PROBLEM STATEMENT: In the lines from the one containing "the bus front" through the one containing "column 96, row 449", inclusive, rename "lineup board" to "fleet chart". Return only those lines, with everything else left as it is.

Location labeling records:
>> BEGIN
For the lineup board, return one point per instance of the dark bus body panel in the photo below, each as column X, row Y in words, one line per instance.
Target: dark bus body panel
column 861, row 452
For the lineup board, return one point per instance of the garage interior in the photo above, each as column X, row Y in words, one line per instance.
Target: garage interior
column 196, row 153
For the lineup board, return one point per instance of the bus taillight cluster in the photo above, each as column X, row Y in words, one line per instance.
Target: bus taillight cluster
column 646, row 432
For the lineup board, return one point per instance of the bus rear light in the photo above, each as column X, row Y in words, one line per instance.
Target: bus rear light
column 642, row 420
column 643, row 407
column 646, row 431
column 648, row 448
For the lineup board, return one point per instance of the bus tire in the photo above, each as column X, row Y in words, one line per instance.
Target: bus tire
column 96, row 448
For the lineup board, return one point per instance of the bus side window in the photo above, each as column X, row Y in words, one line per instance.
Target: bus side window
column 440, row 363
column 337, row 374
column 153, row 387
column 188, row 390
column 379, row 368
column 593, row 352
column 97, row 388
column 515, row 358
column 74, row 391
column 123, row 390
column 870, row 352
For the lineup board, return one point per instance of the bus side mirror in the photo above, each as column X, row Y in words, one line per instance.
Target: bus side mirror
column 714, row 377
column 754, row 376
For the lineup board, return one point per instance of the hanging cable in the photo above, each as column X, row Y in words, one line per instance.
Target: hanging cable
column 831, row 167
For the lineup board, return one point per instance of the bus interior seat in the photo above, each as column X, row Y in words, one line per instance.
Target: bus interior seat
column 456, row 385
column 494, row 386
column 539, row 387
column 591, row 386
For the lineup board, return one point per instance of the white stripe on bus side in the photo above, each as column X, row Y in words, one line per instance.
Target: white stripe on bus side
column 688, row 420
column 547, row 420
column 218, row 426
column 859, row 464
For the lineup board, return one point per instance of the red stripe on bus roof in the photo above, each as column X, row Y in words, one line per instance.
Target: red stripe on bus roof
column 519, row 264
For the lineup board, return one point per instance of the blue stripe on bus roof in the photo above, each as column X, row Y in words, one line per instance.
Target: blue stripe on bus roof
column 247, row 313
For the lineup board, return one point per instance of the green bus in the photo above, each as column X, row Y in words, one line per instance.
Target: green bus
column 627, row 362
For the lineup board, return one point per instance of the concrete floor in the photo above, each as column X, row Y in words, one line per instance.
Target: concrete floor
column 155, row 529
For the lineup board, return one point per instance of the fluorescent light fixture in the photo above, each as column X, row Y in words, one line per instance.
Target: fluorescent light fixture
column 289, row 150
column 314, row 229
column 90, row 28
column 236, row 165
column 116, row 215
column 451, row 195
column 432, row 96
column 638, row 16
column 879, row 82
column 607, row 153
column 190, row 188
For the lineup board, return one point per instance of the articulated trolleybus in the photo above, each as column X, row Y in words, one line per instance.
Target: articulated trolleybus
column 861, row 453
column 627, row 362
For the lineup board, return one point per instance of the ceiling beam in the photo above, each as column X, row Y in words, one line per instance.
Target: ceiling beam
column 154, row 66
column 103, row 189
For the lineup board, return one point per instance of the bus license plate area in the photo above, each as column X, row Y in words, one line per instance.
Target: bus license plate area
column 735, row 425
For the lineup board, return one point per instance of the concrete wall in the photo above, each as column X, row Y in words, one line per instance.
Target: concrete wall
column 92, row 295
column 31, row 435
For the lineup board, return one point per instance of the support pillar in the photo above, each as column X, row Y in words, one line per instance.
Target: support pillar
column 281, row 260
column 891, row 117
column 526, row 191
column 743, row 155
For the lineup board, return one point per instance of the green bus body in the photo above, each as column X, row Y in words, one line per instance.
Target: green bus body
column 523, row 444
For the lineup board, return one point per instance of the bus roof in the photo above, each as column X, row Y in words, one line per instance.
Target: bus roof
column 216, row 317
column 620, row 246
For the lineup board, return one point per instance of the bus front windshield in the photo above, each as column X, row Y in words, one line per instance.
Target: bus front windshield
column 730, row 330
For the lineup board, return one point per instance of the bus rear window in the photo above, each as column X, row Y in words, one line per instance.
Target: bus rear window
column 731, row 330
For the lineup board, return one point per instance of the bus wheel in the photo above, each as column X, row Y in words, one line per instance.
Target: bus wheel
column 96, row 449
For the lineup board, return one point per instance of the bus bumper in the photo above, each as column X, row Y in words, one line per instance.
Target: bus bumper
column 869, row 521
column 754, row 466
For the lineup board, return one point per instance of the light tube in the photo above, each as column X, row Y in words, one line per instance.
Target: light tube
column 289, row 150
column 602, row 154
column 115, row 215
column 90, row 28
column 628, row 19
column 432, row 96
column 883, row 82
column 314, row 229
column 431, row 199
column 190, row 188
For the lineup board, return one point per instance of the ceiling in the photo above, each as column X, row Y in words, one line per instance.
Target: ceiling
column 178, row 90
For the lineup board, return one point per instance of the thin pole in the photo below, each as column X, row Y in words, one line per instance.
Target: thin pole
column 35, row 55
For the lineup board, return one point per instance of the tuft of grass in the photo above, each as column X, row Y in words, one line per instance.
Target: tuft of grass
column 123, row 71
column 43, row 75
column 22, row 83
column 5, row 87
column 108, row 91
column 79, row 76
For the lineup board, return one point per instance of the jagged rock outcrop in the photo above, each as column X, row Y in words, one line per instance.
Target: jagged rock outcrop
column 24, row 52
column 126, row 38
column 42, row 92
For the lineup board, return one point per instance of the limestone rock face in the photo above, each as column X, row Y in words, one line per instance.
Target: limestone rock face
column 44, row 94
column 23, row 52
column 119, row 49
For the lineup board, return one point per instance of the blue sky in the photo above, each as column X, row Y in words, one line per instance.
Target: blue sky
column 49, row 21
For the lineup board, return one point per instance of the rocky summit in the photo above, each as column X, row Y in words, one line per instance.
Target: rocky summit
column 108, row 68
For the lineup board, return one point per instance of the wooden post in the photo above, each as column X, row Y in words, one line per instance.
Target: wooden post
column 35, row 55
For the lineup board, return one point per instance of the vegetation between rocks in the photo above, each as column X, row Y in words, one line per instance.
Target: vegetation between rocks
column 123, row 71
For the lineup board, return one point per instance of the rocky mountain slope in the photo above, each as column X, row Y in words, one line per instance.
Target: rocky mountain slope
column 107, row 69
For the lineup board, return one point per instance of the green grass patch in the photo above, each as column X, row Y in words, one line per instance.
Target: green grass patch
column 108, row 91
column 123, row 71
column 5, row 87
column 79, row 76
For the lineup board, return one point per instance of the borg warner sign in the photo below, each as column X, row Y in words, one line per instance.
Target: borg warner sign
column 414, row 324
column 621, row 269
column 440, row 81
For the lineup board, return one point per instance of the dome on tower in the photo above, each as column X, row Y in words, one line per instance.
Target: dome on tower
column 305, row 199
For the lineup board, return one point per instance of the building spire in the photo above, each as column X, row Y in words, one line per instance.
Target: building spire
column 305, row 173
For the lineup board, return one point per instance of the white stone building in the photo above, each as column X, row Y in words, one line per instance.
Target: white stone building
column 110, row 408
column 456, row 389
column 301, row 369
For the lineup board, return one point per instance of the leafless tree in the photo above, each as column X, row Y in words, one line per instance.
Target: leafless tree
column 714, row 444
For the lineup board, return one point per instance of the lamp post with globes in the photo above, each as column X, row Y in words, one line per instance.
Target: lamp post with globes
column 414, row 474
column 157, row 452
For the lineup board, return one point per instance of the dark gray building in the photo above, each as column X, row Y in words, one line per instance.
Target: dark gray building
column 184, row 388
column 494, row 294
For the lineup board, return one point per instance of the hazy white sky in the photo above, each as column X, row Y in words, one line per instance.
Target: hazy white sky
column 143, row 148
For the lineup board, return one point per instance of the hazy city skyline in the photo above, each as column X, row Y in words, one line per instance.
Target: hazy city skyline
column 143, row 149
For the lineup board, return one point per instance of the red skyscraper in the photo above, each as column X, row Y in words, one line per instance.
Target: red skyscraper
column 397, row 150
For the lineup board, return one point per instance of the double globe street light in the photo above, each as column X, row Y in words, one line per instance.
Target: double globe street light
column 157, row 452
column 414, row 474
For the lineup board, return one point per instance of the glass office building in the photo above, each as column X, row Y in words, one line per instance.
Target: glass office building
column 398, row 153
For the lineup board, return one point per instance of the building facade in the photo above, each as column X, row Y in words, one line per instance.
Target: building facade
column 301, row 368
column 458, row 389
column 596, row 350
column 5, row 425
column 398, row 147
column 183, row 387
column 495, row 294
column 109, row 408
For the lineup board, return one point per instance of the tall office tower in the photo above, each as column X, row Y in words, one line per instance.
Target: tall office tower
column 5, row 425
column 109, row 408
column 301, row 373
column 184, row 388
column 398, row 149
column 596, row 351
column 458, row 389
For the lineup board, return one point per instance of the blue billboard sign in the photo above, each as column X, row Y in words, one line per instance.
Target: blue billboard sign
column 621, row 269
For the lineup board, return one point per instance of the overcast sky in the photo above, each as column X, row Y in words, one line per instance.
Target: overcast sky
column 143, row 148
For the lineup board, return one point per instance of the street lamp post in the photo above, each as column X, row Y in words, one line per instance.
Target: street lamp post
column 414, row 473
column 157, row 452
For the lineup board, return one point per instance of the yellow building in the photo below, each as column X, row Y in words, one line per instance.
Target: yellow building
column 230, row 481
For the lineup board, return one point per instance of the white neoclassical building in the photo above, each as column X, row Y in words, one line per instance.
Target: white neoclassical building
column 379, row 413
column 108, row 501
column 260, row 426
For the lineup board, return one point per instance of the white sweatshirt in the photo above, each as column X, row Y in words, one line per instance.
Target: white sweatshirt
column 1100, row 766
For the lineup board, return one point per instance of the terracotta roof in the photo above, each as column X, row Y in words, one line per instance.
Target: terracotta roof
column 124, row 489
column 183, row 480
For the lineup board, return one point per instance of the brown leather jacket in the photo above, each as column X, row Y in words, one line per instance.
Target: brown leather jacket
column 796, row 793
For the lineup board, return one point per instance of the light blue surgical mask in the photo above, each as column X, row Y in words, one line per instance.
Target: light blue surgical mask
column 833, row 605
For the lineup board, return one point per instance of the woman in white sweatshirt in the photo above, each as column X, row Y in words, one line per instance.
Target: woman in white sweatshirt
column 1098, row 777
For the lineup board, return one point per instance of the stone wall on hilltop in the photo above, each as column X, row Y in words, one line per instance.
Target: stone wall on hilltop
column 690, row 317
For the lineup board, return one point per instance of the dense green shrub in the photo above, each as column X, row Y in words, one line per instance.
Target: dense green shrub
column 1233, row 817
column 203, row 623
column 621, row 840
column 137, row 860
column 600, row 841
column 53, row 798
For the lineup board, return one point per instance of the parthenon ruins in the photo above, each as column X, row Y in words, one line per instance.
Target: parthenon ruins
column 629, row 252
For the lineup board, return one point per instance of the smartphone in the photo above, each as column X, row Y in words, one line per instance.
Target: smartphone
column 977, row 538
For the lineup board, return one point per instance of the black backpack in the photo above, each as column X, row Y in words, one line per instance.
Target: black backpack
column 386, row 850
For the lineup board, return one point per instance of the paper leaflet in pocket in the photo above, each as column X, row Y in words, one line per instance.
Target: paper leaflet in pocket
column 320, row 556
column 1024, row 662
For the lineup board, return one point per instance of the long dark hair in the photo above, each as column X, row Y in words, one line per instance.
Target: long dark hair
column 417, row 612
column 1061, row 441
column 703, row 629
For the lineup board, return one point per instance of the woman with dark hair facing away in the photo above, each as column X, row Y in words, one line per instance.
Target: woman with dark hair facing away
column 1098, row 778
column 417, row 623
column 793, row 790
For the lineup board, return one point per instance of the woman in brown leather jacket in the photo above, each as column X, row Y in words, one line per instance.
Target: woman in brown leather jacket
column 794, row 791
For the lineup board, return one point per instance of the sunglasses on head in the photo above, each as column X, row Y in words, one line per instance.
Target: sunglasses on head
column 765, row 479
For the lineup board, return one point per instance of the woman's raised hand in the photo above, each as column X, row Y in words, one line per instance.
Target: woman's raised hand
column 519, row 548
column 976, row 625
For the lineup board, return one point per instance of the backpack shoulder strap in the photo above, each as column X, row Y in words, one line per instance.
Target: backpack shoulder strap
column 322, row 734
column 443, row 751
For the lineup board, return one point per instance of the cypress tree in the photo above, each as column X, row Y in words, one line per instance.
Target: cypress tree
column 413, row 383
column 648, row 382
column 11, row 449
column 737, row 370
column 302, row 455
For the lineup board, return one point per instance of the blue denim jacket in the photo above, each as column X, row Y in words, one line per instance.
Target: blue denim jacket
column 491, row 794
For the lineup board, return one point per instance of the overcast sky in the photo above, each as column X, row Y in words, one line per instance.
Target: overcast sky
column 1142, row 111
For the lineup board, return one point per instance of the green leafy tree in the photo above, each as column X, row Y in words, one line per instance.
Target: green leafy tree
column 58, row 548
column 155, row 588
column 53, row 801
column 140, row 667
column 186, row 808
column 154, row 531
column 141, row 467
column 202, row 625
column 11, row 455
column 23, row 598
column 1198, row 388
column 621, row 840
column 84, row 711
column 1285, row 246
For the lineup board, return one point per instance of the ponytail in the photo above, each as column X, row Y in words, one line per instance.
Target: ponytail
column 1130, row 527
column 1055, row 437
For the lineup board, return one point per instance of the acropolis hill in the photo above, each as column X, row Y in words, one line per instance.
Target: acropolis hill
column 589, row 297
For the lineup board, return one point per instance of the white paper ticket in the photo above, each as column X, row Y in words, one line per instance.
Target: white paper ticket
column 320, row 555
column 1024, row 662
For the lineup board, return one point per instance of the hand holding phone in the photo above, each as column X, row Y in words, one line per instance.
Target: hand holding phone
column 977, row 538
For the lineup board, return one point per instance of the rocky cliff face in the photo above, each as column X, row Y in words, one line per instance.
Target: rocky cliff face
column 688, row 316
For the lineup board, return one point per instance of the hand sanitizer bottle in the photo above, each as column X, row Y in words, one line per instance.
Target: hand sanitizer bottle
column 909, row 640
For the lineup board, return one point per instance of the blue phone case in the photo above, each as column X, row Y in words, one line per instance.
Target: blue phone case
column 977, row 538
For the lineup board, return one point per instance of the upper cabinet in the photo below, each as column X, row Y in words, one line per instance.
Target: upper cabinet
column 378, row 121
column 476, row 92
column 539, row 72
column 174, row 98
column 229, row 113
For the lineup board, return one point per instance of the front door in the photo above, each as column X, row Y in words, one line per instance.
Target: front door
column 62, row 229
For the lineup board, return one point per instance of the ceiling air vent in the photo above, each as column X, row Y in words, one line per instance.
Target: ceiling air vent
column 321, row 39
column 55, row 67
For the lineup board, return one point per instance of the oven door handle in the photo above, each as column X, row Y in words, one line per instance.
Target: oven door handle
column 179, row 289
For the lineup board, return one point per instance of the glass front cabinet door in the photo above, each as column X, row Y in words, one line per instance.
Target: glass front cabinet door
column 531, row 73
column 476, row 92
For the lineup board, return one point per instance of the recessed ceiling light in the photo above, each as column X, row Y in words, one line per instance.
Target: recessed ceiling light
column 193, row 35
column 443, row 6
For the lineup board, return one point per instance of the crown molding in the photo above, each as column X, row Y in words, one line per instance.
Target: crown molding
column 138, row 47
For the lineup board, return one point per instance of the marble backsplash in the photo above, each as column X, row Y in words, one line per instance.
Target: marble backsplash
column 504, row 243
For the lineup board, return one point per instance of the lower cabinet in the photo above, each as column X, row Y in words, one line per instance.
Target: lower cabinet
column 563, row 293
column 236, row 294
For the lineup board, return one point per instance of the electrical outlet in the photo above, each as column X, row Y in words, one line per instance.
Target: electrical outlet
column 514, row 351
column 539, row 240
>> END
SOLUTION FOR THIS EXERCISE:
For the fleet chart, return one point per instance of the bus front windshield in the photo above, each as column X, row Y in words, one line per instance.
Target: bus front windshield
column 730, row 330
For the fleet chart, return one point per instance of the bus rear window in the photo above, each as column X, row Y in words, one line per instance.
Target: bus rear window
column 731, row 330
For the fleet chart, return one point per instance of the bus wheel in the photo above, each as column X, row Y in words, one line per instance.
Target: bus wheel
column 96, row 449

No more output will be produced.